Start of Block

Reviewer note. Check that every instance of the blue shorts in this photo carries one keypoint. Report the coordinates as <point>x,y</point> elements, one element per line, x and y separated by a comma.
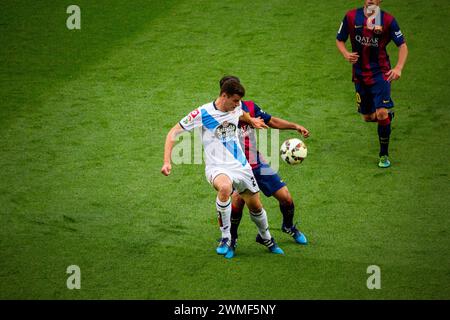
<point>268,180</point>
<point>371,98</point>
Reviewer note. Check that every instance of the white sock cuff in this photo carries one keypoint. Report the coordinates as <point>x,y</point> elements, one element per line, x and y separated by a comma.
<point>257,214</point>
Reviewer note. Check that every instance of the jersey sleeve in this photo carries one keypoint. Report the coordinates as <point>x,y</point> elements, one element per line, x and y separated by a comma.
<point>343,30</point>
<point>396,34</point>
<point>192,120</point>
<point>261,113</point>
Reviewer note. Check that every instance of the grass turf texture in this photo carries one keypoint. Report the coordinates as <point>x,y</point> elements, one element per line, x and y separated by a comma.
<point>84,116</point>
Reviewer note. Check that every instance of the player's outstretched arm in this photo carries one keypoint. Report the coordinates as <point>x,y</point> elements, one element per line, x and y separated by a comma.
<point>351,57</point>
<point>168,147</point>
<point>396,73</point>
<point>256,123</point>
<point>278,123</point>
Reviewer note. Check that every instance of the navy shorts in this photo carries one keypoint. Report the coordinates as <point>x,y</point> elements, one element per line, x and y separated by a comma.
<point>370,98</point>
<point>268,180</point>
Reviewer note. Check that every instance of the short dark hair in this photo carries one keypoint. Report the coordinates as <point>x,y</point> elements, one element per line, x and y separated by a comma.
<point>226,78</point>
<point>231,87</point>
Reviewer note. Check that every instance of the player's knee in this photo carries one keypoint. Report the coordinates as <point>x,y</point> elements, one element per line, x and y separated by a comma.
<point>224,192</point>
<point>238,202</point>
<point>254,206</point>
<point>382,114</point>
<point>286,201</point>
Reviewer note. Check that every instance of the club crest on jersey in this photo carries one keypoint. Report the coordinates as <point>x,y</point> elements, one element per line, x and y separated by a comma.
<point>367,41</point>
<point>226,131</point>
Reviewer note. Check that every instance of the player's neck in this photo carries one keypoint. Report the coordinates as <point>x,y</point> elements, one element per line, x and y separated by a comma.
<point>219,104</point>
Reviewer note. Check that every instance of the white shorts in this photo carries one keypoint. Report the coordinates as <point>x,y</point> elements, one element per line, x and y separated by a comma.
<point>241,178</point>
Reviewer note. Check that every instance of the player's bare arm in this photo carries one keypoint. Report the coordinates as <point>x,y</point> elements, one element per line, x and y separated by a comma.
<point>278,123</point>
<point>168,147</point>
<point>396,73</point>
<point>351,57</point>
<point>256,123</point>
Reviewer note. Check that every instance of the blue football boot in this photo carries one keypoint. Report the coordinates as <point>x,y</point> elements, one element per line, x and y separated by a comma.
<point>270,244</point>
<point>232,249</point>
<point>223,246</point>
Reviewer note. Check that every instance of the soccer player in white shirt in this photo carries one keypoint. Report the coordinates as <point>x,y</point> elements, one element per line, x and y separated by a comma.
<point>226,169</point>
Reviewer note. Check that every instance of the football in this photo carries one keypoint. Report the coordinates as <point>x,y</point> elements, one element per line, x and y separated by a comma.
<point>293,151</point>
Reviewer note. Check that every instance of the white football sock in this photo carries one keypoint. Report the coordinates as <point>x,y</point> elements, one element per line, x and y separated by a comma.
<point>224,216</point>
<point>260,219</point>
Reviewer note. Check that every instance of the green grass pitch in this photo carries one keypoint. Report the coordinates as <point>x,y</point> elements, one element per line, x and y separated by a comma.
<point>83,118</point>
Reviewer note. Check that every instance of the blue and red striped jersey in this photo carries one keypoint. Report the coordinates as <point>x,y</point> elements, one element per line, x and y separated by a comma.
<point>373,62</point>
<point>247,135</point>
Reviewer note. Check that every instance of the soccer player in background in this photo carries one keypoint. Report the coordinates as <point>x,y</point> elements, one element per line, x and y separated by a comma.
<point>226,169</point>
<point>370,30</point>
<point>268,180</point>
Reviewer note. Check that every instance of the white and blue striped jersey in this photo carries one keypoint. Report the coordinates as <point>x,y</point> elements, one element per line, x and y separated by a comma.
<point>219,135</point>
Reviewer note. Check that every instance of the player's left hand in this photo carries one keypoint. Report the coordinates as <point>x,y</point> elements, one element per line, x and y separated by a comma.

End of Block

About this task >> Each entry above is to be given again exactly, and any image in it is to be dropped.

Output >>
Reviewer note. Check that every instance of the blue shorts in this photo carries one keypoint. Report the coordinates as <point>x,y</point> elements, one element per line, x and y separated by a comma.
<point>268,180</point>
<point>371,98</point>
Reviewer note. Check that every instance of the white sock cuff in this photo carries one keypoint. Report the coordinates as <point>x,y</point> elements, one element per line, x and y separated by a comma.
<point>257,214</point>
Reviewer note. Check that every instance of the jersey sleeve in this photo carries one keypoint. Report the coordinates as <point>x,y</point> elements, one element per line, x and y separated by a comma.
<point>343,30</point>
<point>396,34</point>
<point>192,120</point>
<point>261,113</point>
Reviewer note. Check that every instance of the grass turf texture in this photo carries one keypoint. Report the coordinates as <point>x,y</point> elements, one element per line, x and y separated by a comma.
<point>84,116</point>
Reviewer note. Check that every instance of the player's outstretched arm in this photo carries one keypoint. Report the coordinates as <point>x,y</point> elements, one element per line, x and y separated by a comma.
<point>351,57</point>
<point>168,147</point>
<point>396,73</point>
<point>256,123</point>
<point>278,123</point>
Reviewer note. Check that every instance of the navy shorts in this photo carries one keypoint. Report the coordinates as <point>x,y</point> elements, one element per line, x and y separated by a comma.
<point>370,98</point>
<point>268,180</point>
Reviewer note. Check that every instance of the short dark hair in this photo carries one keypoint. Report the coordinates as <point>x,y</point> elements, one element per line, x and y separated by a comma.
<point>226,78</point>
<point>231,87</point>
Reviewer note. Check that every instance of the player's knee in this photo carries one keypoint. Report the coordinates as <point>x,y</point> elements, one element per line, x and y separated by a comma.
<point>224,192</point>
<point>238,202</point>
<point>254,206</point>
<point>382,114</point>
<point>286,201</point>
Reviewer note. Check that every instance of the club crest on jersey in this photo carries one keypoint. Report the coordinates as <point>x,y</point> elements, one element per line, x and y separated by a comma.
<point>367,41</point>
<point>226,131</point>
Reviewer note. Check that every instance of the player's neck in this photo carries one keypoint. Report the coordinates as <point>x,y</point> elements, one element per line, x and y separated by a comma.
<point>219,104</point>
Reviewer note. Check that every instance of the white shorts in this photo carries one keypoint. Report the coordinates as <point>x,y</point> elements, one element per line, x and y separated by a comma.
<point>241,178</point>
Reviewer note. Check that every instance of the player's bare arm in this photo carries one keypoint. Report the coordinates as <point>x,y</point> elements, one element per line, x and y separated by a comma.
<point>278,123</point>
<point>168,147</point>
<point>396,73</point>
<point>351,57</point>
<point>256,123</point>
Reviewer note. Check that every instance of the blue football boot in this photo carries one keypoint. Report the coordinates as <point>x,y</point> elements, one element per line, x and y separated by a comma.
<point>270,244</point>
<point>232,249</point>
<point>223,246</point>
Reviewer note. Check that every instance of the soccer player in white shirt in this photo carries one keypoint. Report the coordinates as <point>x,y</point> elements, one element per line, x and y separated by a comma.
<point>226,169</point>
Reviewer note. Check that every instance of the football in this photo carries one keypoint. Report the coordinates as <point>x,y</point> elements, one element per line, x and y separated by a comma.
<point>293,151</point>
Reviewer note. Check that every instance of the white football sock in this photo carries one keypoint. Report the coordinates as <point>x,y</point> elements, one element per line, x and y separated by a comma.
<point>224,216</point>
<point>260,219</point>
Reviewer note. Check that every instance of the green grass pitch in this photo carries one keypoint. Report the coordinates as <point>x,y</point> elements, one element per line, x and y separated by a comma.
<point>83,118</point>
Reviewer note. Check that every instance of the blue and red striped jersey in this photo carries one keypoint. Report the coordinates as <point>x,y</point> elements, one element per line, x and y separated by a comma.
<point>373,62</point>
<point>247,135</point>
Reviewer note. Check that every instance of the soccer player in background in this photo carries one keypoint. Report the coordinates as <point>x,y</point> elements, one element per line, x and y separated by a comma.
<point>226,169</point>
<point>370,30</point>
<point>268,180</point>
Reviewer note. Check that every instance of the white and blue striped jersey in this photo carries one keypoint. Report the coordinates as <point>x,y</point> elements, one element per line, x and y separated by a comma.
<point>219,135</point>
Reviewer note. Check that every instance of the player's left hand in this photo carries one keypoint. Report the coordinates as <point>x,y</point> elements, one element per line, x and y separated by a comma.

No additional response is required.